Dans l'entretien sur la danse, à qui la personne interrogée compare-t-elle le chorégraphe pour expliquer qu'il faut d'abord danser avant de chorégraphier ?

→ **Texte**:

****

Donc pour toi, un chorégraphe est d’abord un danseur ?
C’est la question à un million de dollars (rires) ! Oui, je pense qu’on doit d’abord danser pour ensuite chorégraphier. C’est comme un chef d’orchestre : je suis sûr que tous jouent ou ont joué au moins d’un instrument, et même s’ils ne jouent plus ensuite, ils savent ce que cela demande d’être un musicien, de jouer dans un orchestre et ce qu’il faut faire pour que ça marche. De même, il faut avoir expérimenté la scène pour pouvoir être chorégraphe.
Tu as dit que ton intérêt pour la danse remontait à l’enfance, mais qu’est ce qui t’intéresse tant dans la danse ? Quel est ton objectif de recherche en tant que créateur ? Ou, autre formulation, qu’est ce que la danse pour toi ?
Tout d’abord, je suis un chorégraphe social ( social choregrapher ), je ne reste donc pas dans le cadre de représentations théâtrales, même si ça en fait aussi partie. J’utilise mes compétences de chorégraphe – comme savoir ce qu’est l’espace, comment le transformer, en créer et le manipuler, mais aussi les possibilités de la narration dans et par l’espace – pour emporter la danse hors de la scène, hors du théâtre. En tant que chorégraphe social, je place toujours dans mon travail des éléments de la société.
Quels liens fais-tu entre performance et danse ?
Pour moi la danse, c’est le mouvement pur, quand il n’y a pas besoin de lumière, de scène, ni même de musique. Le corps est l’instrument du danseur, il existe même sans musique, dans n’importe quel espace mis à sa disposition. D’autres types de performance utilisent aussi le mouvement et la danse dans leurs créations, et c’est intéressant mais ce n’est pas juste de la danse pure et simple.

****

→ **Données disponibles**:
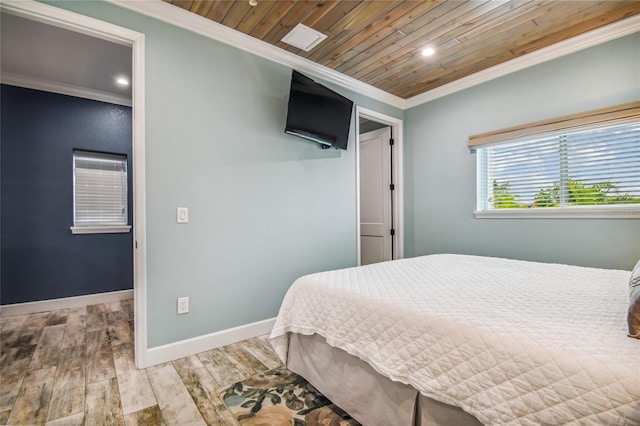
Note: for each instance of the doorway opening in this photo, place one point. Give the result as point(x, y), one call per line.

****

→ **Réponse**: À un chef d'orchestre.